Exercise passage
_ _ _

Advocates for government price controls and the public option are attacking Colorado hospitals with a rebranded research paper from Rand Corp. But even the authors of the paper admit their numbers are shaky.
CLAIM #1: The price of all healthcare services should be benchmarked against Medicare reimbursement rates.
FACT: The Colorado Hospital Value Report, recently published by the Colorado Consumer Health Initiative and the Colorado Business Group on Health, purports to be a tool for comparing hospital costs and quality across the state. However, the report’s underlying objective is to argue for an expansion of government price controls on Colorado hospitals.
Specifically, page 13 of the report calls for employers and private insurance companies to:
“Demand a shift from contracts based on a discount-from-charges contracts to contracts benchmarked against Medicare…”
This benchmark argument is often used by those who support price controls and a public option, which state officials are currently looking at. For example, the first draft of a reinsurance bill in the Colorado legislature this year would have capped prices that private health insurance companies pay to doctors, nurses, hospitals and other healthcare providers to “a percentage of Medicare reimbursement rates.” Similar price controls can also be found in “public option” proposals at the state and federal level.
Medicare and Medicaid, however, pay only 69 cents on the dollar for cost for care provided in Colorado.
One of the groups that produced the Colorado Hospital Value Report has demanded a new state-run insurance program and the below-cost price controls that go with it. That group, the Colorado Consumer Health Initiative, has even proposed a further expansion of the state’s Medicaid program to create a public option.
CLAIM #2: There is too much price variation in Colorado’s hospital sector, and private insurance companies should be paying much closer to Medicare rates for hospital care.
FACT: The principal data source for the Colorado Hospital Value Report is an earlier Rand Corp. study, which we have reviewed in detail before.
What public option advocates ignore are the massive problems with the numbers in the Rand Corp. study – problems that the authors have quietly admitted themselves.
To recap, the fine print of the report includes four pages of “limitations” which reveal the findings of the authors to be highly questionable. Specifically:
1. “Our claims data sources lacked consistent flags for in-network versus out-of-network providers, and our analysis was not limited to in-network providers. Therefore, the prices that we report represent a mixture of negotiated contracted rates paid to in-network providers and allowed amounts for services provided by out-of-network providers.”
The report ignores the differences between out-of-network and in-network prices. Most people pay in-network prices, which are much lower. Failing to account for this dramatically inflates any price estimates developed by the authors.
2. “Also, it is possible that some private health plans bundle the payment for the professional component with the payment for the facility claim—in that case, facility prices relative to Medicare would be overstated because they do not include the professional component in the simulated Medicare price.”

_ _ _

Copy out the article about Colorado hospital prices, starting with "The report ignores" and going on through "by the authors.", but swap "dramatically" for "greatly". Base every answer on the article about Colorado hospital prices and nothing else.

_ _ _

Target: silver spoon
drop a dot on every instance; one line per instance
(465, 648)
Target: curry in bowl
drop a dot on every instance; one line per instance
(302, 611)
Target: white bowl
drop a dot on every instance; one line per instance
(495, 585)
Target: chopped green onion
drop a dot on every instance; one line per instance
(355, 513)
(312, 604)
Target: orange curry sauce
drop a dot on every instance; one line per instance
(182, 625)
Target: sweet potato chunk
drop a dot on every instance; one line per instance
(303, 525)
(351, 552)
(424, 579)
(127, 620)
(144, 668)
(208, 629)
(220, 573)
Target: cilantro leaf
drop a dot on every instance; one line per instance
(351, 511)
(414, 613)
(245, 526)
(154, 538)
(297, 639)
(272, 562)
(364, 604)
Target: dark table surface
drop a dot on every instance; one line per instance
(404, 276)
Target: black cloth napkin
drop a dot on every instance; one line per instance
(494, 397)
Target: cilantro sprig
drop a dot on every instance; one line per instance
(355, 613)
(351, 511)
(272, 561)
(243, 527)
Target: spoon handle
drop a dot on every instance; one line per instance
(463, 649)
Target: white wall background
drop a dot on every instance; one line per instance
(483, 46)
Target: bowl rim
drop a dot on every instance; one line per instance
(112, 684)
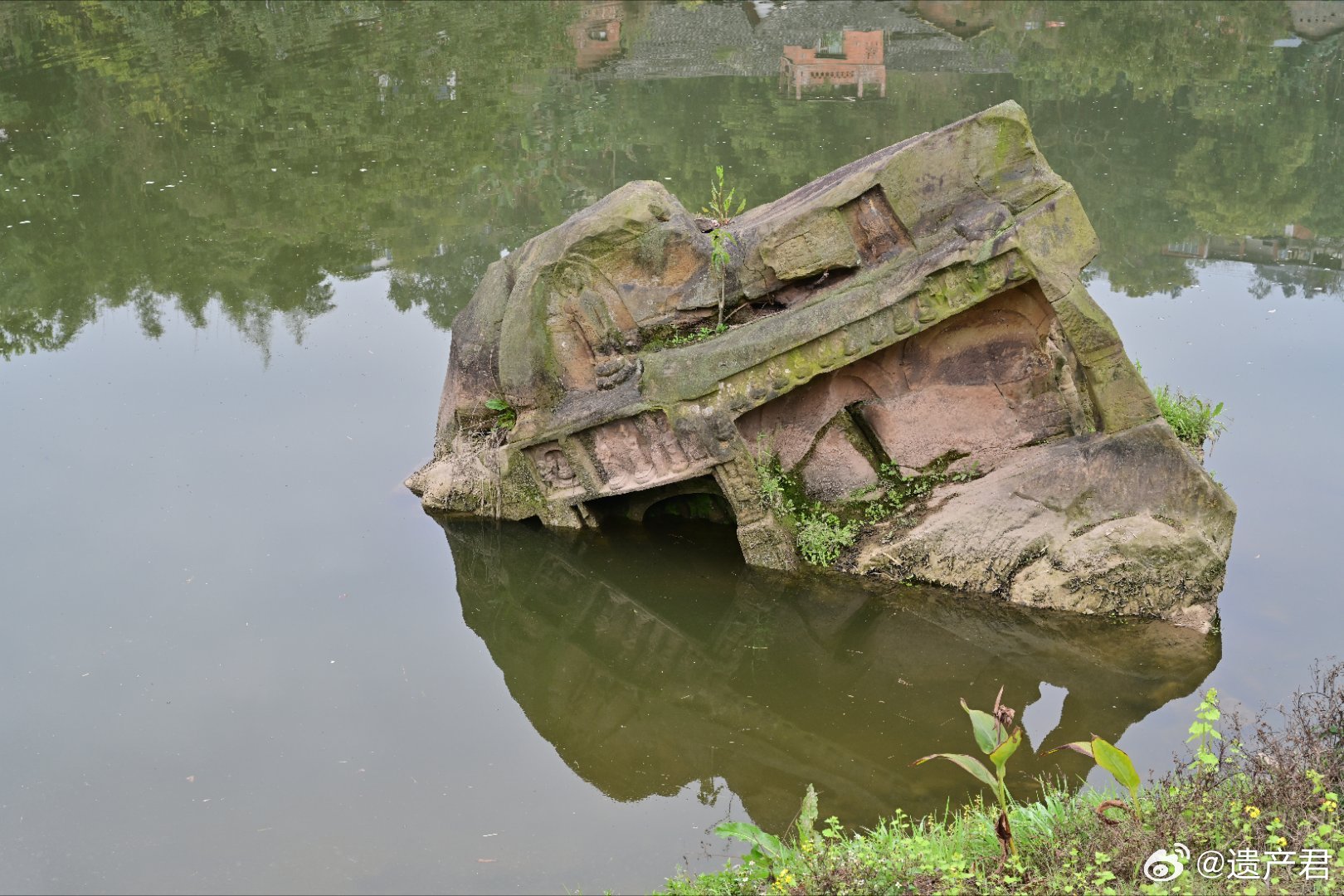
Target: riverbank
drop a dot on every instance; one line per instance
(1254, 807)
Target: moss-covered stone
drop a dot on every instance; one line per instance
(930, 290)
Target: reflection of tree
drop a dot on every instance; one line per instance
(670, 664)
(1207, 129)
(1181, 119)
(253, 123)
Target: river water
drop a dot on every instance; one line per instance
(238, 657)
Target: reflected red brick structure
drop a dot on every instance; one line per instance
(839, 58)
(597, 34)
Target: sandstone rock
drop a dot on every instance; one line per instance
(918, 305)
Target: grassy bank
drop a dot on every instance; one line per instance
(1265, 796)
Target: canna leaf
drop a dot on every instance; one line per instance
(968, 763)
(988, 733)
(771, 845)
(1007, 748)
(1118, 762)
(1079, 746)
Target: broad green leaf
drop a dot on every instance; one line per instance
(1008, 747)
(986, 727)
(1114, 761)
(1081, 746)
(962, 759)
(808, 817)
(767, 844)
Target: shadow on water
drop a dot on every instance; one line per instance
(652, 659)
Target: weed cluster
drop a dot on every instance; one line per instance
(1192, 419)
(1269, 806)
(823, 535)
(678, 340)
(721, 207)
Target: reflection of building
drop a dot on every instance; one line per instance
(743, 41)
(1316, 19)
(597, 34)
(839, 58)
(1298, 246)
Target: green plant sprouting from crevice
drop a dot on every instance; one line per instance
(668, 338)
(1192, 419)
(722, 212)
(505, 416)
(821, 533)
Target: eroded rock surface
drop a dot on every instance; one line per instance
(914, 308)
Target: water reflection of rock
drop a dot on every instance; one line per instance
(654, 668)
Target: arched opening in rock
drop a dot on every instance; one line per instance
(695, 499)
(711, 508)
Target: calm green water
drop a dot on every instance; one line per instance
(236, 655)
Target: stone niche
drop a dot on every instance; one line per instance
(918, 305)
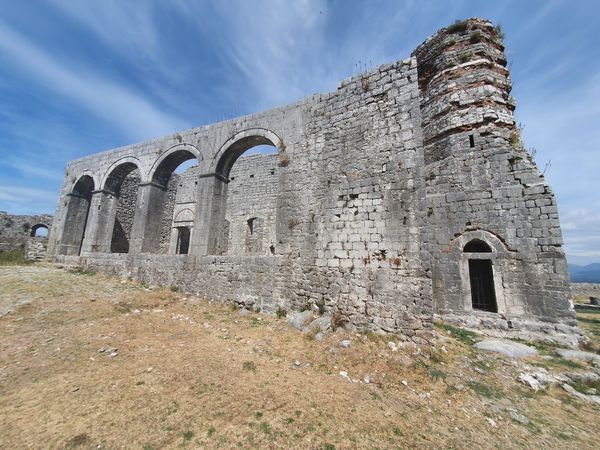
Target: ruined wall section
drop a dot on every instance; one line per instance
(363, 229)
(127, 197)
(252, 196)
(480, 180)
(15, 233)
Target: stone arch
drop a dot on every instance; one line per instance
(76, 219)
(228, 228)
(161, 196)
(235, 146)
(117, 172)
(121, 185)
(185, 215)
(479, 256)
(36, 227)
(163, 167)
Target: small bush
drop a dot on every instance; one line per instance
(475, 37)
(458, 26)
(13, 257)
(467, 337)
(338, 320)
(498, 32)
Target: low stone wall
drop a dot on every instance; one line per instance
(273, 282)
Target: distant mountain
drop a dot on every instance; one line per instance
(585, 274)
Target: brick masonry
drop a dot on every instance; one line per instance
(18, 232)
(366, 208)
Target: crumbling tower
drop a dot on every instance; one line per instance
(492, 222)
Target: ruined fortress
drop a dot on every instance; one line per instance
(403, 195)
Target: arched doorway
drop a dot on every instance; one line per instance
(172, 190)
(122, 184)
(183, 240)
(481, 276)
(249, 169)
(77, 216)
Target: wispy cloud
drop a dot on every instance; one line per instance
(114, 103)
(22, 200)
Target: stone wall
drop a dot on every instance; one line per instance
(252, 205)
(366, 209)
(481, 183)
(16, 230)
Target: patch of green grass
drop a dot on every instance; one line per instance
(485, 390)
(460, 334)
(13, 257)
(249, 366)
(266, 428)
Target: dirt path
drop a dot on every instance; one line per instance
(189, 374)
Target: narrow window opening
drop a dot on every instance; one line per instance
(183, 240)
(481, 277)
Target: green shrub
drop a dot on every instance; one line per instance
(458, 26)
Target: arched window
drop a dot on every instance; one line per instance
(183, 240)
(481, 276)
(477, 246)
(250, 165)
(78, 208)
(123, 182)
(173, 185)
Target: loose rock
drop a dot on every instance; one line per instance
(511, 349)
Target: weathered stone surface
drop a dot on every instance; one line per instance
(576, 355)
(298, 320)
(366, 209)
(508, 348)
(19, 233)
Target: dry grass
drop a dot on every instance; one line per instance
(190, 374)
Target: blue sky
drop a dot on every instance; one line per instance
(77, 77)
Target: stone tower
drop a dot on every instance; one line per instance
(482, 186)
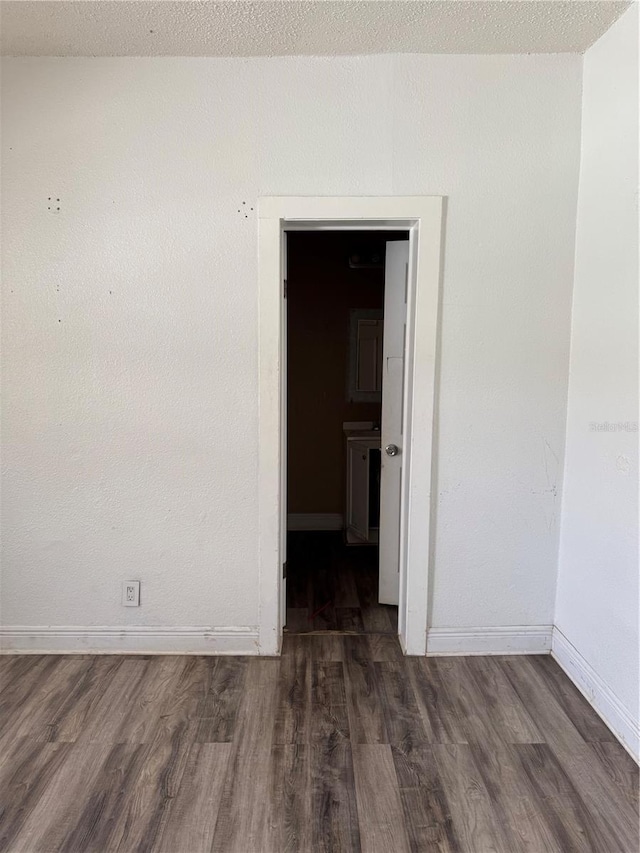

_ _ _

Result
The report ignores the differences between out-of-network and in-network prices. Most people pay in-network prices, which are much lower. Failing to account for this greatly inflates any price estimates developed by the authors.